Problem requirements → How many lines of the stored entries below contain the string "steel"? Give only the number.

[Stored entries]
------------------------------------------------

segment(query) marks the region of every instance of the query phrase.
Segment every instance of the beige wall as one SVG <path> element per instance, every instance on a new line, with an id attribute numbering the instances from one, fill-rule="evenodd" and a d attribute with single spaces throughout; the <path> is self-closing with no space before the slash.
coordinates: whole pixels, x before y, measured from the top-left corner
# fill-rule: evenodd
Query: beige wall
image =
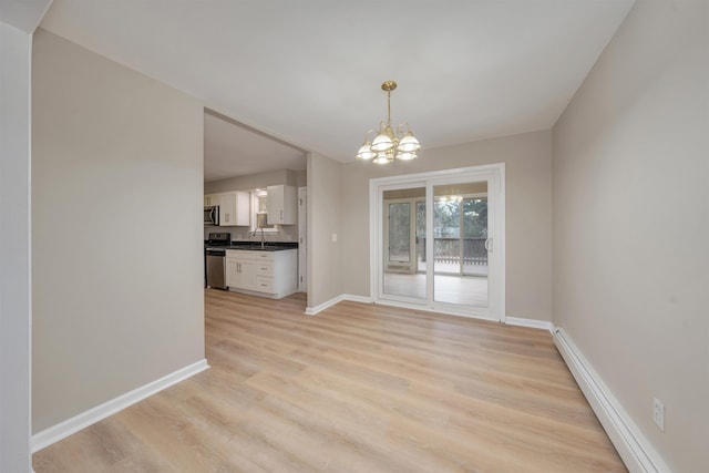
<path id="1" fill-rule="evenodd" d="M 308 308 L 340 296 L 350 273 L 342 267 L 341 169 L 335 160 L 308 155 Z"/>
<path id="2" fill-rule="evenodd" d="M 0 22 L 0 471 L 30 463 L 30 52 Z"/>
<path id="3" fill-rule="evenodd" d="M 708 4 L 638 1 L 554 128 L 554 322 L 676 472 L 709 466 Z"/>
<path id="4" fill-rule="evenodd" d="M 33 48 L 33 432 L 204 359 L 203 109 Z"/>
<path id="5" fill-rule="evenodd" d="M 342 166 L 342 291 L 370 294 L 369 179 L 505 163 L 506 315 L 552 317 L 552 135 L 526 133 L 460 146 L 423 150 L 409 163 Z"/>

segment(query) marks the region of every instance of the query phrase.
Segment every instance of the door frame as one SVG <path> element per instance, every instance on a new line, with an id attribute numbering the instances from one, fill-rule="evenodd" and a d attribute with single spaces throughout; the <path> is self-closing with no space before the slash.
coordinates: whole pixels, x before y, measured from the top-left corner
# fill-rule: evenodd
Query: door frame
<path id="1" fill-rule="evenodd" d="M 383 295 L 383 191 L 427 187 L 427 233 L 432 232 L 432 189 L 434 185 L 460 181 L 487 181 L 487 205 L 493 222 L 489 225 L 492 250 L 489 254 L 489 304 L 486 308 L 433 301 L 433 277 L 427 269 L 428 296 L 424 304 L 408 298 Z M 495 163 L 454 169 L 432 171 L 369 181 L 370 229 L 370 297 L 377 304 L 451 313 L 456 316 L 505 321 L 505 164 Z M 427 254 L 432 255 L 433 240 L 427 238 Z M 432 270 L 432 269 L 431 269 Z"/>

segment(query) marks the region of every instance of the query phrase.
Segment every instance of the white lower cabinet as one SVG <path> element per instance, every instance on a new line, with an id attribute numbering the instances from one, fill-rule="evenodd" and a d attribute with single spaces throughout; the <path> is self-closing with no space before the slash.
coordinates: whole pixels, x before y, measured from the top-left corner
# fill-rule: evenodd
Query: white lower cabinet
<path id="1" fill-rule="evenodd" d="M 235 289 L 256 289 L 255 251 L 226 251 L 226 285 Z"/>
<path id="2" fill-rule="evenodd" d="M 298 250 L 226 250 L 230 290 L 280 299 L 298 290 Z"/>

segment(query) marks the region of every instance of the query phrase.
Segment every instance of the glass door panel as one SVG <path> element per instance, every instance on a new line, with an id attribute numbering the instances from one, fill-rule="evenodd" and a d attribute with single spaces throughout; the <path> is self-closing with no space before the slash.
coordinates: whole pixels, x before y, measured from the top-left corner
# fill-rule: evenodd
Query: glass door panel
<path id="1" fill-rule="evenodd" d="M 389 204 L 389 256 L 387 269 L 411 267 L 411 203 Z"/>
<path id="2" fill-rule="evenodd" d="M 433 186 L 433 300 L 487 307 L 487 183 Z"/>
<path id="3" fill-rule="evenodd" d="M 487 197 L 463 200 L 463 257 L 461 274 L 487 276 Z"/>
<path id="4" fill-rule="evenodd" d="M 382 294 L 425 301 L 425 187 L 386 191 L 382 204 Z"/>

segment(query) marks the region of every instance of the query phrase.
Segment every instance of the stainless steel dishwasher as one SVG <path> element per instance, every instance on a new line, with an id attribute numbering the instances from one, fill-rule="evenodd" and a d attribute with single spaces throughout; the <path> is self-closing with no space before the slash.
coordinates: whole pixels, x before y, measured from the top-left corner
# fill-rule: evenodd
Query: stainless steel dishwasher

------------------------------------------------

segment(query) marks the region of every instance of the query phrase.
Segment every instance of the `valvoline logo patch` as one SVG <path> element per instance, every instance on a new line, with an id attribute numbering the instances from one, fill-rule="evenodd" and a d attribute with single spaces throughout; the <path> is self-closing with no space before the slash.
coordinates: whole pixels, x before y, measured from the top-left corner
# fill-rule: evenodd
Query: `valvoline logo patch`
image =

------------------------------------------------

Written answer → 2